- [Testo proposto]:
══════
La risoluzione Onu su cui gli Stati Uniti hanno posto il veto in consiglio di sicurezza è passata a larghissima maggioranza all’assemblea generale: 153 a favore, 23 astenuti (tra cui l’Italia, la Germania, la Gran Bretagna, i Paesi Bassi), 10 non votanti e solo 10 contrari.

Da sottolineare il fatto che il testo della mozione non includeva nessuna condanna contro Hamas o alle azioni del 7 ottobre. Contrari, oltre agli Usa e Israele stessa, solo Austria, Repubblica Ceca, Guatemala, Liberia, Micronesia, Nauru, Papua e Paraguay. Anche molti stati occidentali ed europei hanno votato a favore, come Belgio, Australia, Canada, Finlandia, Francia, Grecia, Islanda. Irlanda, Giappone, Lussemburgo, Malta, Norvegia, Nuova Zelanda, Polonia, Portogallo, Corea del sud, Spagna, Svezia e Svizzera. Anche se si tratta di un atto pressoché simbolico, si dimostra -come Biden avverte preoccupato- che Israele è isolatissima: nessuno o quasi ha simpatia per Hamas ma la rappresaglia israeliana con decine di migliaia di vittime civili viene quasi unanimemente considerata inaccettabile. Si tratta di un’altra vittoria (indiretta) di Hamas: isolare Israele e cavarsela a buon mercato. Alla domanda provocatoria di Paolo Mieli «al posto di Israele voi cosa avreste fatto?», Lucio Caracciolo ha risposto: «Nulla».

Ogni azione militare impulsiva (e senza prospettiva politica) favorisce i terroristi: significa cadere nella loro trappola e fare proprio ciò che vogliono. Si può comprendere la reazione emotiva dei cittadini israeliani per le atrocità del 7 ottobre o il desiderio di reagire, addirittura di vendicarsi. Tuttavia un governo deve stare più attento e ragionare lucidamente: non ci voleva un genio per immaginare che Hamas si sarebbe nascosta tra la popolazione (della quale non ha alcun rispetto) e che la reazione internazionale ai bombardamenti indiscriminati e al calvario dei civili di Gaza sarebbe stata negativa.

Di conseguenza occorreva da subito porre dei limiti alle operazioni militari perché adesso sono gli americani che le freneranno e questa sarà un’ulteriore umiliazione per Israele che non può assolutamente fare a meno di Washington. Politicamente la prima cosa da fare è liberarsi di Benjamin Netanyahu, che è il vero motivo per cui assistiamo al massacro senza scopo di Gaza. Il premier è il maggior responsabile della divisione del paese, dell’indebolimento dell’esercito e dei servizi, del fallimento securitario del 7 ottobre, ma vuole restare al potere ad ogni costo. C’è il rischio che gli israeliani si facciano (ancora una volta!) imbrogliare dalla sua abilità.
══════
- [Dati forniti]:
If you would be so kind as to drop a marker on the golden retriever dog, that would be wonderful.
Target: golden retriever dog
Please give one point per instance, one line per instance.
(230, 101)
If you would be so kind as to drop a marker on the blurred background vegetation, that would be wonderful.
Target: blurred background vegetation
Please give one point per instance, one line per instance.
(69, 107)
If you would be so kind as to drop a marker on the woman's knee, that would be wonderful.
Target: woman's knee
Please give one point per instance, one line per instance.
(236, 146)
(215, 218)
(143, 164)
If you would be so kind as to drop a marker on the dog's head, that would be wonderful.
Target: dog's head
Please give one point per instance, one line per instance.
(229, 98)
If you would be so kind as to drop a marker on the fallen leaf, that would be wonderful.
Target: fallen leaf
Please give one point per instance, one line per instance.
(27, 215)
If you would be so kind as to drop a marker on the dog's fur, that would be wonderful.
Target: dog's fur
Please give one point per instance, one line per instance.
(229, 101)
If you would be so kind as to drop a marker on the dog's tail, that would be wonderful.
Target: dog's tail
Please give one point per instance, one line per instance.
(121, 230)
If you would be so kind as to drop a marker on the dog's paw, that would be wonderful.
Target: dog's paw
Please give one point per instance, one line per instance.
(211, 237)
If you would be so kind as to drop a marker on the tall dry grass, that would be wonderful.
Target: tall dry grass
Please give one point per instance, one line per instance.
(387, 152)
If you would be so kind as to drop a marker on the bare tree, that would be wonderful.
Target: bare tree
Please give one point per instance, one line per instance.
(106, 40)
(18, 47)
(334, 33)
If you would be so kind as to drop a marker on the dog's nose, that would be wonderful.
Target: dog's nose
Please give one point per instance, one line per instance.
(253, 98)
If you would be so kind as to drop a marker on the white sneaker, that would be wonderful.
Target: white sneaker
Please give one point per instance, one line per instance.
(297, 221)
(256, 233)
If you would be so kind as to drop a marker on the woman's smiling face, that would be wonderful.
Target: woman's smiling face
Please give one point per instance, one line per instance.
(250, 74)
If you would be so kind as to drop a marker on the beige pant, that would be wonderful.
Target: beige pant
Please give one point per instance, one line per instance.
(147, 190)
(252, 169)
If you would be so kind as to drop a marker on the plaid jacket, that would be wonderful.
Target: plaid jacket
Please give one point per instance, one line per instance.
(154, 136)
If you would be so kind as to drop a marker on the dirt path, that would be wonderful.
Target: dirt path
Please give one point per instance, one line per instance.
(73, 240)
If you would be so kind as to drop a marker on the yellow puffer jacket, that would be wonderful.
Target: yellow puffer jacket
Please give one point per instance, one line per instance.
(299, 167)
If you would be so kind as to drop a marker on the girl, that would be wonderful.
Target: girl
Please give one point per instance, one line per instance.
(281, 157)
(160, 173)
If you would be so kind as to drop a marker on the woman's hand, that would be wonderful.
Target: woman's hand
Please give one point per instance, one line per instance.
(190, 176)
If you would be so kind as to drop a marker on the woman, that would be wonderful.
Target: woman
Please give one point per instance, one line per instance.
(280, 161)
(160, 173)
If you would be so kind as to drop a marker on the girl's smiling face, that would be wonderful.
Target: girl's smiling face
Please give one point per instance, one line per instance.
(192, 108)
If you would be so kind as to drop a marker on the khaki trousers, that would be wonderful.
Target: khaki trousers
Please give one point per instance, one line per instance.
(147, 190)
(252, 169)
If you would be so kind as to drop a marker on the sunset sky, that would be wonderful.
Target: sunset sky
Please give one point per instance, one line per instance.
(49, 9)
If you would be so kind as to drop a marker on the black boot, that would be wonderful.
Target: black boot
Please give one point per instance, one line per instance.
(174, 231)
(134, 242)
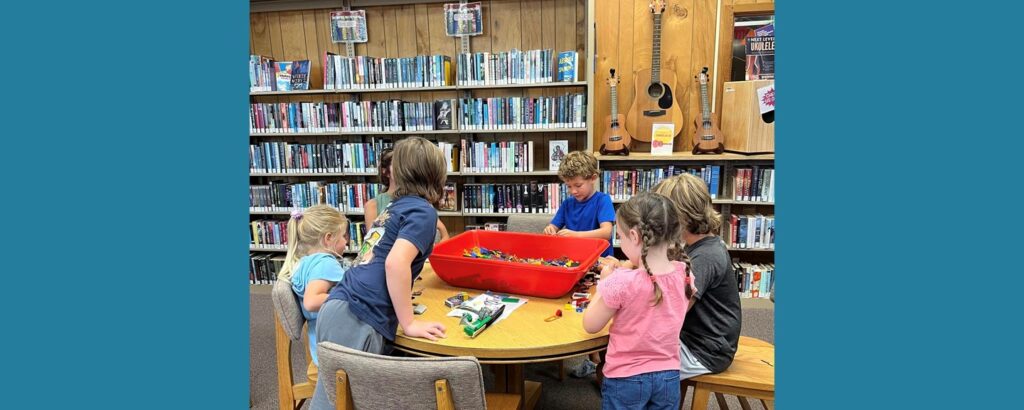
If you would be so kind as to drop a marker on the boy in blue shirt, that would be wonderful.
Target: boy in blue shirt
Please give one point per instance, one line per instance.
(588, 213)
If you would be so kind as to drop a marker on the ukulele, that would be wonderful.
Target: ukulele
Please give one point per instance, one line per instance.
(707, 135)
(616, 139)
(653, 101)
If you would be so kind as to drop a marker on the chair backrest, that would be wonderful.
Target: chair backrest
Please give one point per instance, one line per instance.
(527, 222)
(390, 382)
(287, 308)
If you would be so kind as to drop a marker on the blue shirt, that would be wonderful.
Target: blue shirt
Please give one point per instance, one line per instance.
(365, 286)
(315, 267)
(586, 215)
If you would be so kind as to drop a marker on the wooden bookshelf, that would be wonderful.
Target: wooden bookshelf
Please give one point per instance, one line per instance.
(422, 89)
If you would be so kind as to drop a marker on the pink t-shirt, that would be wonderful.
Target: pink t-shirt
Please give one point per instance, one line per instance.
(643, 337)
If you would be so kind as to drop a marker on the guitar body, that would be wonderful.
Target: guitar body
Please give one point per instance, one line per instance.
(616, 138)
(708, 137)
(653, 103)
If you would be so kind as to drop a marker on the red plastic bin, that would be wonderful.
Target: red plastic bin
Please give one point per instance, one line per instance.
(500, 276)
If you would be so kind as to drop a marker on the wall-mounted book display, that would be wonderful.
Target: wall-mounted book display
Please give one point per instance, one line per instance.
(463, 19)
(348, 27)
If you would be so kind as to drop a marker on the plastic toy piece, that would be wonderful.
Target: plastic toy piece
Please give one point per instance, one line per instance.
(484, 322)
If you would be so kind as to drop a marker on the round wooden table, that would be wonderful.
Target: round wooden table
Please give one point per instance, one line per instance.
(522, 337)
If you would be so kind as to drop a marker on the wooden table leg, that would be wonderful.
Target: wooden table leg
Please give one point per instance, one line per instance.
(510, 378)
(700, 396)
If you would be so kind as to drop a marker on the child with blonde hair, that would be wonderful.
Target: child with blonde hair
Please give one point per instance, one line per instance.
(316, 237)
(382, 200)
(374, 298)
(648, 304)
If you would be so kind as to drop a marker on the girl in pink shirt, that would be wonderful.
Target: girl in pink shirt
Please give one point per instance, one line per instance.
(642, 364)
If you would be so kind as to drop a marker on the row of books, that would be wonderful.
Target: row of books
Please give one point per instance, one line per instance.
(282, 196)
(267, 75)
(514, 67)
(282, 157)
(382, 116)
(363, 73)
(567, 111)
(755, 280)
(513, 198)
(507, 156)
(497, 227)
(263, 268)
(755, 183)
(752, 232)
(622, 185)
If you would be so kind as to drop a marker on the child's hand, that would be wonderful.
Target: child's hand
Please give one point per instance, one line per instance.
(427, 330)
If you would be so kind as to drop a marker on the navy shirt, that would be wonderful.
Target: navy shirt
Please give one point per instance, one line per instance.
(586, 215)
(365, 286)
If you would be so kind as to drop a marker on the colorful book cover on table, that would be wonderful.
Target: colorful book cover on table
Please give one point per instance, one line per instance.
(300, 75)
(557, 151)
(760, 50)
(662, 138)
(283, 72)
(567, 67)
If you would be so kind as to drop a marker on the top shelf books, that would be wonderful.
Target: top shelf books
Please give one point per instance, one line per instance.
(514, 69)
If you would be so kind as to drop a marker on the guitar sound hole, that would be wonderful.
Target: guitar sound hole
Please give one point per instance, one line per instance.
(654, 90)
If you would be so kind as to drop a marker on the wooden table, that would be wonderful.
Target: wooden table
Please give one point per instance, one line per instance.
(520, 338)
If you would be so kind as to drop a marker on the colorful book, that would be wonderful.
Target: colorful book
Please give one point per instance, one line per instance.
(567, 66)
(300, 75)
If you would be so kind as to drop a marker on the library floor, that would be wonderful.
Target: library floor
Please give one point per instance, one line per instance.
(571, 394)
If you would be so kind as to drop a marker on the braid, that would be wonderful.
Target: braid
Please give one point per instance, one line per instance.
(648, 241)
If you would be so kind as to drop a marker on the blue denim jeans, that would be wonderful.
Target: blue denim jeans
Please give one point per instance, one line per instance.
(647, 391)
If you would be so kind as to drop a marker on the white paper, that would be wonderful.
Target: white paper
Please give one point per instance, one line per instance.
(477, 302)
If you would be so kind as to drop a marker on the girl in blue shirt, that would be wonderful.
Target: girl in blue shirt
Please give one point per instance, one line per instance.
(316, 238)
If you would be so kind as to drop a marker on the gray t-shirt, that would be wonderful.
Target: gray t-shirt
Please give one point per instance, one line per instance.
(712, 327)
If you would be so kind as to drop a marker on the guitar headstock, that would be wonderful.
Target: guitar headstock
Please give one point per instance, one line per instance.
(612, 80)
(702, 77)
(657, 6)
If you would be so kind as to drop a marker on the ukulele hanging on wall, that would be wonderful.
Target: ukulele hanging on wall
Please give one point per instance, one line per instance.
(653, 100)
(707, 135)
(616, 139)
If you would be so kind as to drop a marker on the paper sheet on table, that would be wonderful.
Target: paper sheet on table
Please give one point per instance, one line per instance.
(477, 302)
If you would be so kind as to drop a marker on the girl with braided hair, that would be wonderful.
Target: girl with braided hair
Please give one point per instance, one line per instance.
(648, 303)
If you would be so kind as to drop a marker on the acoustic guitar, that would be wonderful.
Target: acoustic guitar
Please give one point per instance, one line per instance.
(653, 100)
(616, 139)
(707, 135)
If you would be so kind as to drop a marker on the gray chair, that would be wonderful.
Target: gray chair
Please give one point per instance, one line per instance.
(528, 222)
(373, 381)
(288, 328)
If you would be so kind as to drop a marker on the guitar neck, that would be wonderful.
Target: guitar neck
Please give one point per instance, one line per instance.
(705, 109)
(614, 103)
(655, 63)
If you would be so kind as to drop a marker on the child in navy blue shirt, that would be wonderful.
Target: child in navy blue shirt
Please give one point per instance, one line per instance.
(374, 298)
(588, 213)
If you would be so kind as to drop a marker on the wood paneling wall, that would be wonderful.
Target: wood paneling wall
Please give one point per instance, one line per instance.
(625, 31)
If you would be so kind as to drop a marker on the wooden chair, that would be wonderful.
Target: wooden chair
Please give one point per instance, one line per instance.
(288, 323)
(752, 374)
(374, 381)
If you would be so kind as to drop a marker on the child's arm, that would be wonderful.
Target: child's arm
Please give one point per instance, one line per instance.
(315, 294)
(443, 230)
(601, 233)
(597, 315)
(398, 273)
(370, 212)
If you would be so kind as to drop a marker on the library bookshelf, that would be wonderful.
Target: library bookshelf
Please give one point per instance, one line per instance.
(300, 30)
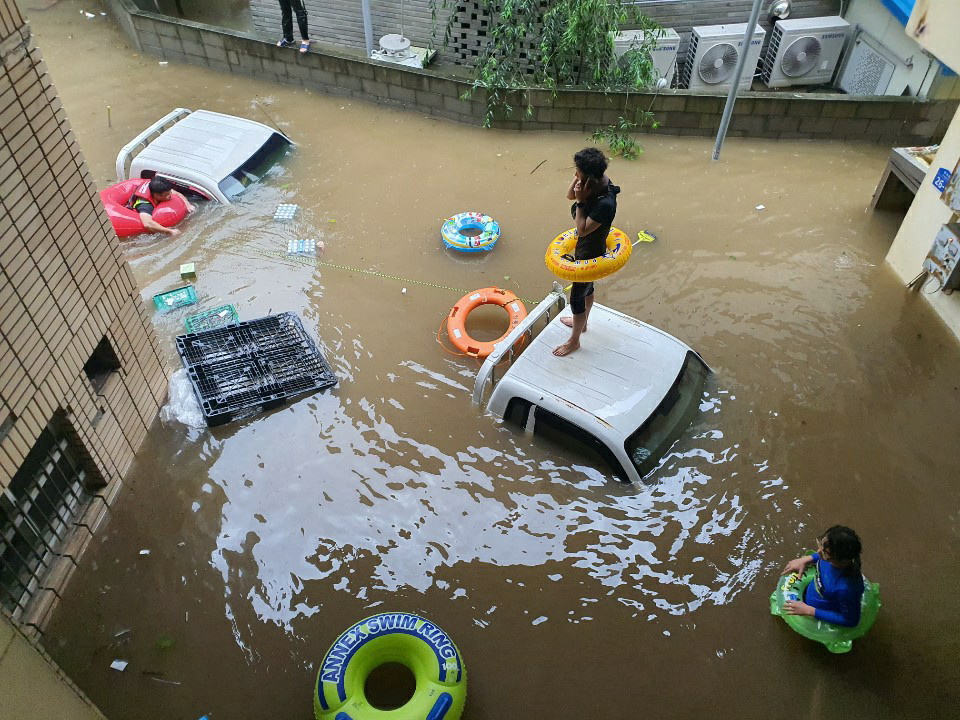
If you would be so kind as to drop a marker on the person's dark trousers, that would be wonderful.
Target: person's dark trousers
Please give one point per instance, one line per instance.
(286, 19)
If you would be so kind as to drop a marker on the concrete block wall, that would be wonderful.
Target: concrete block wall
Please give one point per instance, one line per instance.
(64, 287)
(887, 120)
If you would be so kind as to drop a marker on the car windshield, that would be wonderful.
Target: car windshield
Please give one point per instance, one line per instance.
(651, 440)
(256, 167)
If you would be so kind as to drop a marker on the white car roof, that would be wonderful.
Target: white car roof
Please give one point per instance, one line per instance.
(618, 377)
(204, 145)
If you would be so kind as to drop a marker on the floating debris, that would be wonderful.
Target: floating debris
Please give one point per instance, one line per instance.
(302, 247)
(285, 211)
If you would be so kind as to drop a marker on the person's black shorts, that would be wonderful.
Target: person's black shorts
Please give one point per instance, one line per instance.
(578, 297)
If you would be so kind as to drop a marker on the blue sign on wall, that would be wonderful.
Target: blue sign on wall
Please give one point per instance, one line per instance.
(941, 179)
(900, 9)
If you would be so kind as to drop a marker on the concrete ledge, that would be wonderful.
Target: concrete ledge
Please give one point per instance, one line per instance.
(787, 115)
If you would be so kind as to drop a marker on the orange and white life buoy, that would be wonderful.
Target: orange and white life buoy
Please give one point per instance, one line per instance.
(457, 319)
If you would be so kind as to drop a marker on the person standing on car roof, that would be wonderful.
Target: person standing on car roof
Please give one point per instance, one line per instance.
(593, 212)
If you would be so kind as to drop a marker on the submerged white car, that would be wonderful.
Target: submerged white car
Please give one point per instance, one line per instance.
(628, 393)
(206, 154)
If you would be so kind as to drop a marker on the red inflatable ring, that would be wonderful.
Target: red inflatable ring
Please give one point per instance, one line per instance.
(457, 319)
(125, 221)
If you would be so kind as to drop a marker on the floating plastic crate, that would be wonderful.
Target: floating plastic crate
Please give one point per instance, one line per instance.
(302, 247)
(252, 366)
(181, 297)
(285, 211)
(212, 319)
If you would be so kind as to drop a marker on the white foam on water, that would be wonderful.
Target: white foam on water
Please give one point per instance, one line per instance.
(182, 406)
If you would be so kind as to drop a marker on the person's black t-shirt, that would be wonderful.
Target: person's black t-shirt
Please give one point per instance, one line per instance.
(601, 208)
(141, 206)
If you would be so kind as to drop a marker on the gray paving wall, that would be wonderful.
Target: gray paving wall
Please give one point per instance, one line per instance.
(340, 21)
(884, 120)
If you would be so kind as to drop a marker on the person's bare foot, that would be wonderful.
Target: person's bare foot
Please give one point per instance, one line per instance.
(568, 321)
(568, 347)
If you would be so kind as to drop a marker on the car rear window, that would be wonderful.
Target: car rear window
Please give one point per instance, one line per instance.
(256, 167)
(651, 440)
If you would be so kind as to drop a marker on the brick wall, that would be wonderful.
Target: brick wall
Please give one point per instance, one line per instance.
(64, 288)
(886, 120)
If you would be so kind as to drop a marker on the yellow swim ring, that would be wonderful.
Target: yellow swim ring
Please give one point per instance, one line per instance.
(618, 252)
(403, 638)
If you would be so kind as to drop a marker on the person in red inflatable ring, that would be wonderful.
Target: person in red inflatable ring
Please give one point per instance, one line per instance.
(145, 199)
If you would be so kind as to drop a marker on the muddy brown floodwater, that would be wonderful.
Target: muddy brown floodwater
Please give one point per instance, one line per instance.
(569, 594)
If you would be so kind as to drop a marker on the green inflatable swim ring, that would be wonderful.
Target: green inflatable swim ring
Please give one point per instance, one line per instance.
(837, 638)
(401, 638)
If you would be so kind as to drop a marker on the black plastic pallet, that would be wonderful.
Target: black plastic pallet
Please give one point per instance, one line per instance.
(252, 366)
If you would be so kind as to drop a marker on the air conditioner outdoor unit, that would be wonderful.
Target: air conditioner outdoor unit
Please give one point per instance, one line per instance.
(804, 51)
(868, 68)
(664, 53)
(712, 56)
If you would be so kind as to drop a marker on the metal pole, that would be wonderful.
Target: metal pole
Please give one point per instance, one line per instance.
(737, 74)
(367, 26)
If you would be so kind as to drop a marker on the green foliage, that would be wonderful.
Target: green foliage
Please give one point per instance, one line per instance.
(569, 43)
(618, 138)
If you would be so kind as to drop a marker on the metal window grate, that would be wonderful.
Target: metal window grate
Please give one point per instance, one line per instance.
(37, 511)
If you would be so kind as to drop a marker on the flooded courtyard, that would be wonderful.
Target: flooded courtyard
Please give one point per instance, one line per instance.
(568, 593)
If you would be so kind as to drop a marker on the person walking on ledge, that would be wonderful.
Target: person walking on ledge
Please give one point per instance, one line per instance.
(287, 8)
(593, 212)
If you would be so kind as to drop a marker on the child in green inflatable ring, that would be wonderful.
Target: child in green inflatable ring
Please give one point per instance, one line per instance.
(824, 596)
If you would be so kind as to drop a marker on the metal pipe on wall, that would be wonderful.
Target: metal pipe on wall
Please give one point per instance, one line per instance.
(737, 74)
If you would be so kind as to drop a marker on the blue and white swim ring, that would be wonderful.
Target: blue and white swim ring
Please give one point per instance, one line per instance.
(454, 238)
══════
- [Esercizio A]:
Rispondi a queste domande sull'articolo sul voto all'Onu:
(i) Quanti paesi hanno votato a favore della risoluzione all'assemblea generale?
(ii) Che cosa ha risposto Lucio Caracciolo alla domanda di Paolo Mieli?
(iii) Chi viene indicato come il maggior responsabile della divisione del paese?
- [Esercizio B]:
Ripeti parola per parola il brano dell'articolo sul voto all'Onu che comincia con «Ogni azione militare» e prosegue fino a «sarebbe stata negativa.».

- [Soluzione esercizio A]:
(i) 153.
(ii) «Nulla».
(iii) Il premier Benjamin Netanyahu.

- [Soluzione esercizio B]:
Ogni azione militare impulsiva (e senza prospettiva politica) favorisce i terroristi: significa cadere nella loro trappola e fare proprio ciò che vogliono. Si può comprendere la reazione emotiva dei cittadini israeliani per le atrocità del 7 ottobre o il desiderio di reagire, addirittura di vendicarsi. Tuttavia un governo deve stare più attento e ragionare lucidamente: non ci voleva un genio per immaginare che Hamas si sarebbe nascosta tra la popolazione (della quale non ha alcun rispetto) e che la reazione internazionale ai bombardamenti indiscriminati e al calvario dei civili di Gaza sarebbe stata negativa.